------ Given passage ------

Steroid use post COVID-19 vaccination
Added: 27 Aug 2021
- Phase 3 trials for Pfizer/BioNTech, Moderna and Oxford/AstraZeneca excluded individuals receiving corticosteroids or immunosuppressant medication at specific doses and time periods. No subgroup analysis for those who were on these medications at eligible doses was provided.
- Two peer-reviewed articles from the American Society of Pain and Neuroscience and Spine Intervention Society’s Patient Safety Committee summarise the literature on steroid medications and their impact on vaccine safety and efficacy.
- Limited prospective cohort studies (small sample sizes, one preprint) of individuals who had received mRNA vaccines found that use of steroids associated with reduced antibody response.
- The Australian Rheumatology Association advises that for people on stable chronic glucocorticoid therapy, modification of dose is not necessary. For people on higher doses who are planning to taper, the advice is to consider deferring vaccination until the dose is lower (e.g. <10mg/day), depending on the individual disease, comorbidities, likely trajectory of glucocorticoid therapy and an estimate of the risk of COVID-19.
- The US Centres for Disease Control and Prevention advises that COVID-19 vaccines may be administered without regard to timing of corticosteroid treatment, including topical or intraarticular, bursal, or tendon injection.
- Versus Arthritis (UK) advises that people who are on steroids can have COVID-19 vaccination, however, may need to follow guidance on shielding and social distancing after receiving the vaccination.
Ethics and duties of treating COVID-19 patients
Added: 27 Aug 2021
There is little practical guidance for healthcare institutions that are deciding whether or when to exclude healthcare staff from providing care or allow them to opt out from providing care in order to protect themselves.

------

Work to complete:
[1] Extract, word for word, the part of the COVID-19 summaries that opens with the words containing "Steroid use post" and closes with "reduced antibody response.".
[2] Extend the COVID-19 summaries by writing what comes next after their final sentence.
The material after this has no connection to the COVID-19 summaries.

------ Given information ------

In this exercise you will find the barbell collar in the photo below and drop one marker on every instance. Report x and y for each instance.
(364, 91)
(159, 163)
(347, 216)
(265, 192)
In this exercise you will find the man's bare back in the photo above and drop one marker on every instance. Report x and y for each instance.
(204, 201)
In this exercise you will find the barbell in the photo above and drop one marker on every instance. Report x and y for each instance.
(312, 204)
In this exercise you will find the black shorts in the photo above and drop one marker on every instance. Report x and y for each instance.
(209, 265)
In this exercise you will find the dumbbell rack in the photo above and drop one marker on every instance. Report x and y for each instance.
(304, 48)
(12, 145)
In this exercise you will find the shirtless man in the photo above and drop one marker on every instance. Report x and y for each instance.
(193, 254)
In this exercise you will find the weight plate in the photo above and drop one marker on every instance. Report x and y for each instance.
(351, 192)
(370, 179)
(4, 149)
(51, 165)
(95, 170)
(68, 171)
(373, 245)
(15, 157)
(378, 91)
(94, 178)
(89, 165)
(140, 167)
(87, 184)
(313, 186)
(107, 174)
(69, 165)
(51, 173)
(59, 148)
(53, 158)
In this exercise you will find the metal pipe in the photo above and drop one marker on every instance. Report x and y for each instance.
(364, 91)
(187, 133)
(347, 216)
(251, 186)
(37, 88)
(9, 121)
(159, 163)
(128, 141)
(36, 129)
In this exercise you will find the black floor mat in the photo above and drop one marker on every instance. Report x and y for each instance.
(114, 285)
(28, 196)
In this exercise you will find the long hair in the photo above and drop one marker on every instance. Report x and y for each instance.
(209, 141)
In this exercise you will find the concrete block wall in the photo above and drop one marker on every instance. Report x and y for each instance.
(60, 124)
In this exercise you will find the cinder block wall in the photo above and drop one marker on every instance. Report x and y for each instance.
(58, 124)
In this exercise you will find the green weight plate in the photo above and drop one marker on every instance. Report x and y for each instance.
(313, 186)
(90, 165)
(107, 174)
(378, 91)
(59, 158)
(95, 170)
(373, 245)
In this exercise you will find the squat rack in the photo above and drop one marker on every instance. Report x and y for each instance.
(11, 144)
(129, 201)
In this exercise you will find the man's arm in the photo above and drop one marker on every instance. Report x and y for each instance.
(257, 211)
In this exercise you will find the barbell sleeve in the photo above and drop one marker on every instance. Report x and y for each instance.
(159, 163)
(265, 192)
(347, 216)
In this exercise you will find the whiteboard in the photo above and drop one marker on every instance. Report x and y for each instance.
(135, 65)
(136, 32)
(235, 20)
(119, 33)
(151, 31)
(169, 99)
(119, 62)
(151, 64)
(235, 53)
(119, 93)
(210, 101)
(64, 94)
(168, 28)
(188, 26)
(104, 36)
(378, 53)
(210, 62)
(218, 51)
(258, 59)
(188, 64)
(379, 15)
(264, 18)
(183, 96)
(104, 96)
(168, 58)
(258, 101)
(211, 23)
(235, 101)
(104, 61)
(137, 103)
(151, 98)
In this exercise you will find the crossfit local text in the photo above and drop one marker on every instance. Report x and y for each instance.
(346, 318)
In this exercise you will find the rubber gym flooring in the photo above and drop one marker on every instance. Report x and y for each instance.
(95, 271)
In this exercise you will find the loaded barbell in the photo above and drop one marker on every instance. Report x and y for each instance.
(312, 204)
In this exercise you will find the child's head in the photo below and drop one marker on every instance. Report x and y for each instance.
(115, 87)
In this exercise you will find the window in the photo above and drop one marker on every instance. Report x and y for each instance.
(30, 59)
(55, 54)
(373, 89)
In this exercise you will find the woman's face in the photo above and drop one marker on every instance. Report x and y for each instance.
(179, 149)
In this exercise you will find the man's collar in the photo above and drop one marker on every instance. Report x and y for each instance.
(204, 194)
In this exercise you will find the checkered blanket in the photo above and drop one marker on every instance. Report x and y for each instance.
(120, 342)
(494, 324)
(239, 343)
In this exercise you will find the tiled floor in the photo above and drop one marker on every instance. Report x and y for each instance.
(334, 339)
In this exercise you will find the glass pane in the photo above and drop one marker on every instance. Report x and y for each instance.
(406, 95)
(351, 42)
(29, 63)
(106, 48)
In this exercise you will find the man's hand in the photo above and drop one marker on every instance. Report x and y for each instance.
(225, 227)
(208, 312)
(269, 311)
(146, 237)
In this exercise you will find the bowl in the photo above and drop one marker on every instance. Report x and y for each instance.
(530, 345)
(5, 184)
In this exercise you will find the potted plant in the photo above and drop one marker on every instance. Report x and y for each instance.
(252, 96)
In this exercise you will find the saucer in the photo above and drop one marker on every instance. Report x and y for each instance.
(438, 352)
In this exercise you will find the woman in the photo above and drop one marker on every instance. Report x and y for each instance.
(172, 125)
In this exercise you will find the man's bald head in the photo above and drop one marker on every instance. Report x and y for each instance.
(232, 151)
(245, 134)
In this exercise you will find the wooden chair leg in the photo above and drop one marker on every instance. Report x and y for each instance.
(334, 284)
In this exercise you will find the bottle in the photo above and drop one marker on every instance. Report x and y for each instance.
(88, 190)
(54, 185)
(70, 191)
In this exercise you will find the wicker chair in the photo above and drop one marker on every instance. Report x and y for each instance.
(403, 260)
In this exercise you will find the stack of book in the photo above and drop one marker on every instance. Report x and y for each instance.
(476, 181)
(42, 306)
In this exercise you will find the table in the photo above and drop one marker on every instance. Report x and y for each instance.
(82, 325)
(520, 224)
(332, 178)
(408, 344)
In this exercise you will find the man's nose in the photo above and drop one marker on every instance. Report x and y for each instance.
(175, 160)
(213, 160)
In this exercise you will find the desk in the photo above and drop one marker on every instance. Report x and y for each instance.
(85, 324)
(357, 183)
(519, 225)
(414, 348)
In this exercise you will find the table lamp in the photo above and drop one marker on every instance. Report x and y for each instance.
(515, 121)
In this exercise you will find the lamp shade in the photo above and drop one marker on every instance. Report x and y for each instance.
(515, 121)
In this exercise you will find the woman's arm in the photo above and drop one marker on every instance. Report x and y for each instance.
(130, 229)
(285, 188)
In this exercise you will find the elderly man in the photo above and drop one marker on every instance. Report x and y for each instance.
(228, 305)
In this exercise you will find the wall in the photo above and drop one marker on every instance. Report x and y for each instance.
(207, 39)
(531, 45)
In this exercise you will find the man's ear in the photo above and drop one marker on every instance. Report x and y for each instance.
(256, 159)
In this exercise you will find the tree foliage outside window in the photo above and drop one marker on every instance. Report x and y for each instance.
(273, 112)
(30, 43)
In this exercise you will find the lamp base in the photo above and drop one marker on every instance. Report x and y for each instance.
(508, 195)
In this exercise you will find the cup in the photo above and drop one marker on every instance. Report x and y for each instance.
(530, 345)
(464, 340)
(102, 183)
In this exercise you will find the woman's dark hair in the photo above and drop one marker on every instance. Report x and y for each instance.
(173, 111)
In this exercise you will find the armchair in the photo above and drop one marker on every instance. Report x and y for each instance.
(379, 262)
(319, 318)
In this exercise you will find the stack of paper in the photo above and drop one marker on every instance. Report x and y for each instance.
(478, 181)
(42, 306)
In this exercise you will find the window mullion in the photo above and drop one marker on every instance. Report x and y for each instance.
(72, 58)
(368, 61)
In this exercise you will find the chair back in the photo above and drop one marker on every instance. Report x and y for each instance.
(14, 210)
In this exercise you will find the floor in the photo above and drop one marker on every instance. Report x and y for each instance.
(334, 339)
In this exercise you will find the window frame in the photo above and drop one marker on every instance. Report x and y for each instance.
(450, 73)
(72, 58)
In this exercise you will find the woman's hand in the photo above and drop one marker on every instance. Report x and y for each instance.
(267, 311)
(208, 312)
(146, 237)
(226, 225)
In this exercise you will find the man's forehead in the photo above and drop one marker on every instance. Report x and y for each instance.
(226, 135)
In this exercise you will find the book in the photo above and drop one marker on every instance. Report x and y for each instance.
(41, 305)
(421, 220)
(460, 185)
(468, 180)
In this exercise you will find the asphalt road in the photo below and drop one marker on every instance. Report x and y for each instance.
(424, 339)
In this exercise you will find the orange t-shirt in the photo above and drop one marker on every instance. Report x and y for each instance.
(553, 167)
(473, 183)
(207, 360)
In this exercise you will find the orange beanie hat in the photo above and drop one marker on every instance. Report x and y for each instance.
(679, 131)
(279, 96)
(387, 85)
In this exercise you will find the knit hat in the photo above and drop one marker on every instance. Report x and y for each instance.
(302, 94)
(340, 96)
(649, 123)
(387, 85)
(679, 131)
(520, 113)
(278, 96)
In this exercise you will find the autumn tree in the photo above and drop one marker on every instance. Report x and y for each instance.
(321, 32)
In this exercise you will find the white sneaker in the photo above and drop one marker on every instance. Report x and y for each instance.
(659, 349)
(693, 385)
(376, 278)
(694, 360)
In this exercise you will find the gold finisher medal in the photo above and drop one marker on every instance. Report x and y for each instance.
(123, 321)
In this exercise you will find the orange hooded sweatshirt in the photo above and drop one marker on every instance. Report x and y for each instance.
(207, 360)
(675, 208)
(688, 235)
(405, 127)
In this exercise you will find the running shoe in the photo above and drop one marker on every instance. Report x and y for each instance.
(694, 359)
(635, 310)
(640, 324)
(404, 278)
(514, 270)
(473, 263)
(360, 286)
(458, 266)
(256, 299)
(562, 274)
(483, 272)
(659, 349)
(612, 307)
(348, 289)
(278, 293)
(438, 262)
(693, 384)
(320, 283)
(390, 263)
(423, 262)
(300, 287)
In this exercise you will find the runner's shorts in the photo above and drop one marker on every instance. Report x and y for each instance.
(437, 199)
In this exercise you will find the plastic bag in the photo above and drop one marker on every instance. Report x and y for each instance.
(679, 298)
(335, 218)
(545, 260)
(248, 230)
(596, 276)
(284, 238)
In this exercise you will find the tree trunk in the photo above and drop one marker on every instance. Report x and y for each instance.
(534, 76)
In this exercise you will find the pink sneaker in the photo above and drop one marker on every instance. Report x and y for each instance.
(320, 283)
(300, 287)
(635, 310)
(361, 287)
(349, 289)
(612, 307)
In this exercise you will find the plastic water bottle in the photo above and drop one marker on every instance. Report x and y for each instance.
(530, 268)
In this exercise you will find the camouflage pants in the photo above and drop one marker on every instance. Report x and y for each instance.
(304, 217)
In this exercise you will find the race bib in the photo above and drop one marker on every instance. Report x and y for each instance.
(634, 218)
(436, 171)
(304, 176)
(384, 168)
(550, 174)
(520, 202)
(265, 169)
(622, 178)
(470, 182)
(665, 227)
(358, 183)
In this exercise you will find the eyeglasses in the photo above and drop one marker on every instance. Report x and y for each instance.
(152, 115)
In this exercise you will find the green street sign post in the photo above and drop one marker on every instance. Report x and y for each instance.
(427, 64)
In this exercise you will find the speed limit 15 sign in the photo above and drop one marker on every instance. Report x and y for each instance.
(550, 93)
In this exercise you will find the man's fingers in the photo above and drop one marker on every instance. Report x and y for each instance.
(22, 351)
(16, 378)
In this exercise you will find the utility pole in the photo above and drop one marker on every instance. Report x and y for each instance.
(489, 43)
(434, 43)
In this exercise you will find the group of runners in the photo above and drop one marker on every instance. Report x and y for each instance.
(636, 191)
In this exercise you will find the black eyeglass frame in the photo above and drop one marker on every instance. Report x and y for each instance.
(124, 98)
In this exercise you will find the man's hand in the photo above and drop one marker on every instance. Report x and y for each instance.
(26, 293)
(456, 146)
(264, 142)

------

Per-task outputs:
[1]
Steroid use post COVID-19 vaccination
Added: 27 Aug 2021
- Phase 3 trials for Pfizer/BioNTech, Moderna and Oxford/AstraZeneca excluded individuals receiving corticosteroids or immunosuppressant medication at specific doses and time periods. No subgroup analysis for those who were on these medications at eligible doses was provided.
- Two peer-reviewed articles from the American Society of Pain and Neuroscience and Spine Intervention Society’s Patient Safety Committee summarise the literature on steroid medications and their impact on vaccine safety and efficacy.
- Limited prospective cohort studies (small sample sizes, one preprint) of individuals who had received mRNA vaccines found that use of steroids associated with reduced antibody response.

[2]
- Many perspective and opinion articles outline that healthcare professionals have a have a duty or obligation to provide care to patients due to the specialised skills obtained during their training.
- The capacity for a health professional to protect themselves during a pandemic whilst caring for infected patients, depends on their ability to practise universal precautions.
- While some authors assert that doctors cannot, with integrity, refuse to serve the victims of an infectious outbreak, there are instances where some argue that healthcare professionals may be excused from their duties.
- If excused from some duties, healthcare professionals may still be expected to contribute in other nonclinical ways.
- Specific specialties may need to help manage the surge of respiratory failure when required.
- In the United Kingdom, parliament has introduced indemnity protection for nurses. There was a rapid deployment of returning nurses and student nurses to a range of traditional and novel roles, including retraining for nurses to work in intensive care settings.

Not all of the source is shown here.